◆ Stated goal
The required output consists solely of the lines from the line containing "QA step — the stone retaining" through the end of the records, copied exactly.

◆ Provided records
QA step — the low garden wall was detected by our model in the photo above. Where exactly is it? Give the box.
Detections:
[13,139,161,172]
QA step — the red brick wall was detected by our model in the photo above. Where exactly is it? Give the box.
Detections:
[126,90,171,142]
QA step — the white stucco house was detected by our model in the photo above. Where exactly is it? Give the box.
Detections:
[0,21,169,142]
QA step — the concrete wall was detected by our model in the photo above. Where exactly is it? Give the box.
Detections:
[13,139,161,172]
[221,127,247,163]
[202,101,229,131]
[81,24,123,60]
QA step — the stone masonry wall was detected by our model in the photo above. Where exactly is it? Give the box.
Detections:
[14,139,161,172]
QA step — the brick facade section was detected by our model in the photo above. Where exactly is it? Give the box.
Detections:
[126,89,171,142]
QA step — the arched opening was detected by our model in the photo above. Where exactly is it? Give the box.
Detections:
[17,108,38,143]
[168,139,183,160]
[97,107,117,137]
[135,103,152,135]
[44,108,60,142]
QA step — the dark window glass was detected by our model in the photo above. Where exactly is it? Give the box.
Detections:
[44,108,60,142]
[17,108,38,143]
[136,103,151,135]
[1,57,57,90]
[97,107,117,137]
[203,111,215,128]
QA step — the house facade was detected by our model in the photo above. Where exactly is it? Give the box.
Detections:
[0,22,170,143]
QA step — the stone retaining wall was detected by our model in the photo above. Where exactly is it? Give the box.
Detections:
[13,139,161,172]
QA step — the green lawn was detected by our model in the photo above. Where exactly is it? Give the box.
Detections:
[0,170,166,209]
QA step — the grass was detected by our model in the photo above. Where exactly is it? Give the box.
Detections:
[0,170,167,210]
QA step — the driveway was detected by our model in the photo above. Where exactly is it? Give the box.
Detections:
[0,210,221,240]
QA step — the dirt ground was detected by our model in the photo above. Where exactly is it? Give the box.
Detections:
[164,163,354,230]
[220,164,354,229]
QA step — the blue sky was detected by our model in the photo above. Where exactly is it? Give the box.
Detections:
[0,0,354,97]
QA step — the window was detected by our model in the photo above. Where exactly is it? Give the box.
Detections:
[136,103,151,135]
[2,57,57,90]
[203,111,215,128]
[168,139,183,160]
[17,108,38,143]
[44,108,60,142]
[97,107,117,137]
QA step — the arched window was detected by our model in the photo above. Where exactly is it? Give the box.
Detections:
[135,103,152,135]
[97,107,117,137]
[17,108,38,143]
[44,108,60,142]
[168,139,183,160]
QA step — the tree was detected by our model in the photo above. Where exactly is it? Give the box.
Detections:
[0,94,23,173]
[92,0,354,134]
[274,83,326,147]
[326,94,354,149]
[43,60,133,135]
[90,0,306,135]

◆ Finished answer
QA step — the stone retaining wall was detected by our model in the photo above. Where exactly is it? Give the box.
Detections:
[13,139,161,172]
QA step — the green lawn was detected by our model in the photo above. Where exactly is it? Give the box.
Detections:
[0,170,166,209]
QA step — the grass was detected by our model in the photo above. Where exactly is it? Give the box.
Detections:
[0,170,167,210]
QA step — the driveway was detected by our model in the photo above. Where exactly is it? Give the box.
Detections:
[0,210,221,240]
QA step — the dirt ground was detected by our model in the photo above. Where exactly is it? Give the box.
Detections:
[164,163,354,230]
[220,164,354,229]
QA step — the blue sky was detected by our model in the photo above. Where exactly is it? Give the box.
Detections:
[0,0,354,97]
QA step — the window was detected by our model in the photo above. Where exactly is it? Give the box.
Detections:
[136,103,151,135]
[2,57,57,90]
[203,111,215,128]
[168,139,183,160]
[17,108,38,143]
[44,108,60,142]
[97,107,117,137]
QA step — the arched window was detected by our model in the photo above. Where exactly is it? Give the box.
Detections:
[135,103,152,135]
[97,107,117,137]
[17,108,38,143]
[44,108,60,142]
[168,139,183,160]
QA step — the tree was detected by our model in the photo above. Where exactly is it? Give the box.
Detections:
[0,94,23,173]
[92,0,354,134]
[274,83,326,147]
[326,94,354,149]
[43,60,133,135]
[90,0,306,135]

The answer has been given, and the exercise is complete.